▶ Goal of the exercise:
Out of the listing below, copy every line that carries the string "written".

▶ Task material:
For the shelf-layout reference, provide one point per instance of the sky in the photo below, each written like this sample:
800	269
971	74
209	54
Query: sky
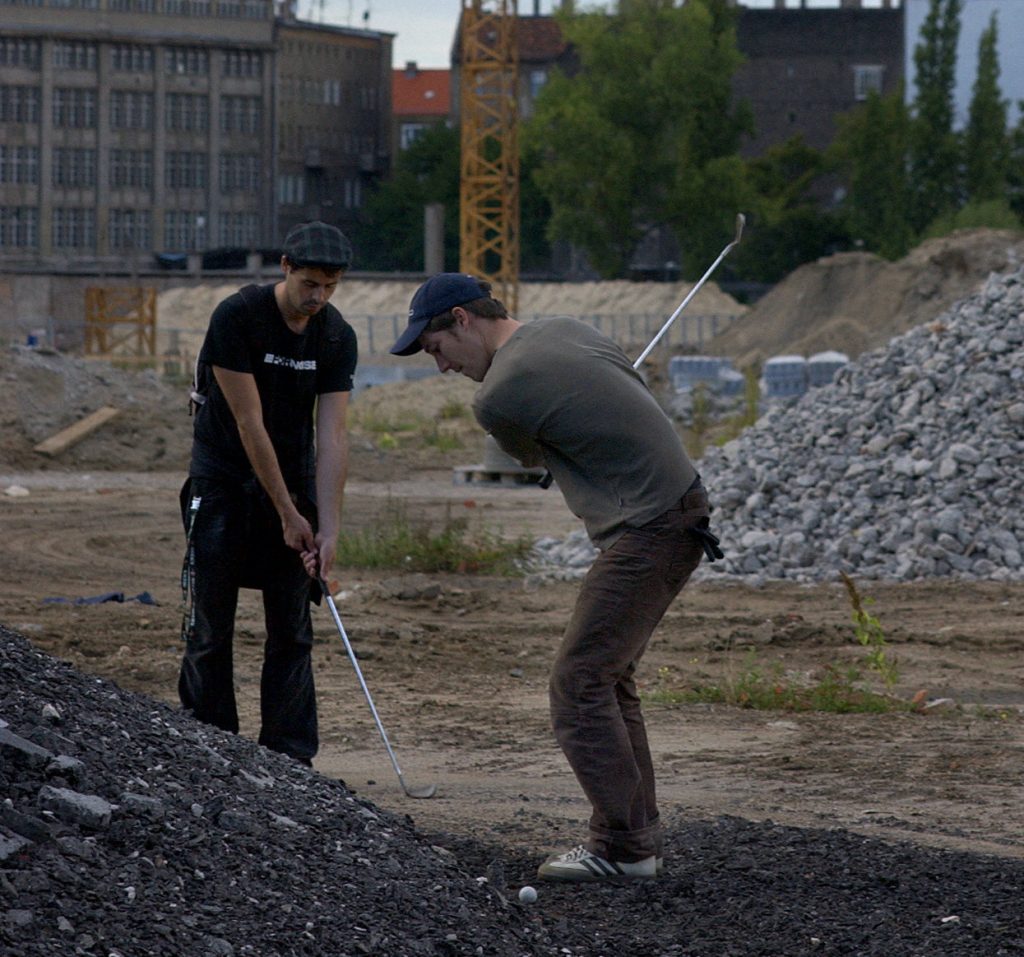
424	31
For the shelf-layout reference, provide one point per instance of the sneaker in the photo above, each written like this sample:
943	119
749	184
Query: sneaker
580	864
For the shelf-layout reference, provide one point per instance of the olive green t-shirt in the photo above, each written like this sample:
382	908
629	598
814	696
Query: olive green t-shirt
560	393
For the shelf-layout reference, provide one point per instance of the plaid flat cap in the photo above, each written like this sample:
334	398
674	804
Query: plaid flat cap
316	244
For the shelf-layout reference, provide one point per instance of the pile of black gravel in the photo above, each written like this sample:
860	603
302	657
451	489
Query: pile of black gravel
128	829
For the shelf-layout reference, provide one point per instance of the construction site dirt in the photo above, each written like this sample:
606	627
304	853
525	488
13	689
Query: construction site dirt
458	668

▶ Expected answer:
For the shelf-layout reference, provide one point per instance of the sky in the photo below, each written like this sample:
For the shelf-layout reference, provide one point per instance of the sneaker in the photo above, each written like this sample:
For the shelf-layout reference, provide one point per instance of the olive green t-shirt in the photo above, each written like this sample:
For the shelf-layout reference, provide one point per instance of the plaid flat cap in the photo above, each written like this sample:
For the shelf-layout reference, provide one point per instance of the pile of black gravel in the photo above, each written like this sample:
For the shelf-layout reference, provide one point per instance of the construction site dirt in the photo above, each written like this sample:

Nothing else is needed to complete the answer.